Dutch MPs protest Vatican international voting rights over AIDS
November 18, 2000
Agence France PresseTHE HAGUE -- A group of Dutch politicians launched a campaign on Saturday against the Vatican City being represented as a state in the UN because it can block vital decisions on women's rights and AIDS.
Three European Parliament deputies called on the Netherlands and other European Union member-states to break diplomatic relations with the Vatican City.
"There is a misconception that the Vatican does not have voting rights in the United Nations," they said. "That is true of the Generaly Assembly but not of conferences."
The deputies say the Vatican does not represent any people, and should not be able to force the UN into policy concessions on on women and youth.
"The consequences of these concessions are especially visible in poor countries where hundreds of millions of women die as a result of illegal abortions, and millions are contaminated by the AIDS virus," said Euro-deputies Lousewies van der Laan, Elly Plooij van Goorsel, and Joke Swiebel.
The three point particularly to Vatican attempts to prevent use of condoms in Africa in direct contradiction to European Union-supported programmes.
The Vatican City State, seat of the Roman Catholic Church, was created in 1929 under the terms of a treaty with the Italian Fascist government of Benito Mussolini.
"The Catholic Church is the only religion that is represented as a state in world politics, and this is unjust," said the deputies' joint statement, published in the newspaper Trouw.
"We wish the Catholic Church to have the same role as other religions, but no longer to be at the table where decisions are taken," they urged.
The deputies belong to three parties -- centrist, liberal and Social Democrat -- serving in the Dutch coalition government.
About a third of the Dutch population is Roman Catholic. Dutch Catholic bishops have only just reaffirmed their opposition to use of condoms in the fight against AIDS, causing anger in Dutch Catholic lay circles.
The Vatican City is the world's smallest fully independent nation-state, occupying 109 acres (44 hectares) in the centre of Rome, with a population of 1,000, mostly priests and nuns.
A long-running dispute between the Italian state and successive popes was resolved in 1929 by the Lateran treaties that recognised the Vatican City's sovereignty and granted Roman Catholicism special status in Italy.
The Vatican is a monarchical-sacerdotal state whose head of state is the head of the Catholic church. The pope is elected for life by a college of cardinals. The pope appoints the head of government, known as the secretary of state, and his cabinet, known as the pontifical commission.
The Holy See maintains permanent observers at the United Nations in New York and Geneva and at UNESCO.

● Work instruction
According to the news article, which newspaper published the deputies' joint statement? The records play no part in the task.

[Point localization data]
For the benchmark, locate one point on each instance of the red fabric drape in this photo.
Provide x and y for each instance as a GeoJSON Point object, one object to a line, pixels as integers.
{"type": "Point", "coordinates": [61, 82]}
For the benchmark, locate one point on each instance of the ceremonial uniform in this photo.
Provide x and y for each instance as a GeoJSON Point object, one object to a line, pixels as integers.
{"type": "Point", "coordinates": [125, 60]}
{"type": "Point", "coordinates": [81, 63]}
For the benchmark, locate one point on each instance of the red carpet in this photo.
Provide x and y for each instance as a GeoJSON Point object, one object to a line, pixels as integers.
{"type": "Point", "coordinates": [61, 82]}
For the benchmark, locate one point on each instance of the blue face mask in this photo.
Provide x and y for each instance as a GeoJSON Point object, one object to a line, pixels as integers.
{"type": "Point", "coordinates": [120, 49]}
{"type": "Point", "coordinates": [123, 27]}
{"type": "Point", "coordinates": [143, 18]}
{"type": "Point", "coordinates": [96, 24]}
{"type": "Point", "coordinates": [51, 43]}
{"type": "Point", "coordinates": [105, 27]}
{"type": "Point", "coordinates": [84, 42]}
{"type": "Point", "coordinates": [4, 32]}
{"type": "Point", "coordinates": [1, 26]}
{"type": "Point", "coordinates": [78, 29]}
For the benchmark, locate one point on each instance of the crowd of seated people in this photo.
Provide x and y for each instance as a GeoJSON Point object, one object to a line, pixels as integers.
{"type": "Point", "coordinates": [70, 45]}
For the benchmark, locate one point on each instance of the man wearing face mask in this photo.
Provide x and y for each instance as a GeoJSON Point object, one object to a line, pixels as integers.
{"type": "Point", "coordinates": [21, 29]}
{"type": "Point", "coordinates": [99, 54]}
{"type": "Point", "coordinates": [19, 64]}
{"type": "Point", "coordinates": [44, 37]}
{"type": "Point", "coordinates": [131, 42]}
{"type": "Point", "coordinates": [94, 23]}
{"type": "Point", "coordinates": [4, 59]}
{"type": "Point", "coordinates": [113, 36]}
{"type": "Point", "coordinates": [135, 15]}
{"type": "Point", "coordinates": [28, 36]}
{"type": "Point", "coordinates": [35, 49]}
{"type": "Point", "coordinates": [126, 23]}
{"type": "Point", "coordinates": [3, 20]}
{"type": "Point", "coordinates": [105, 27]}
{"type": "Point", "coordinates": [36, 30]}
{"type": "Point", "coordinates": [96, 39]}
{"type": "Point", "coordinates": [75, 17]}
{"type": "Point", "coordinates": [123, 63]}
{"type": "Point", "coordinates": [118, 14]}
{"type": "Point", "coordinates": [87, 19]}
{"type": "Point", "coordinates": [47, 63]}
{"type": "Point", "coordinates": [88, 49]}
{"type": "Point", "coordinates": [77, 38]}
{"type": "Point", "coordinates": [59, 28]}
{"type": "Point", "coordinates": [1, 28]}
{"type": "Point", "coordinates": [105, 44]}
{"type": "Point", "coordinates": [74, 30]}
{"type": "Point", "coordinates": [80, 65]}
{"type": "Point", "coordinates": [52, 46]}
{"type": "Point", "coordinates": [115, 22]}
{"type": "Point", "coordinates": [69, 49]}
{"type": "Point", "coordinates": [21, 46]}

● Exercise response
Trouw published the statement.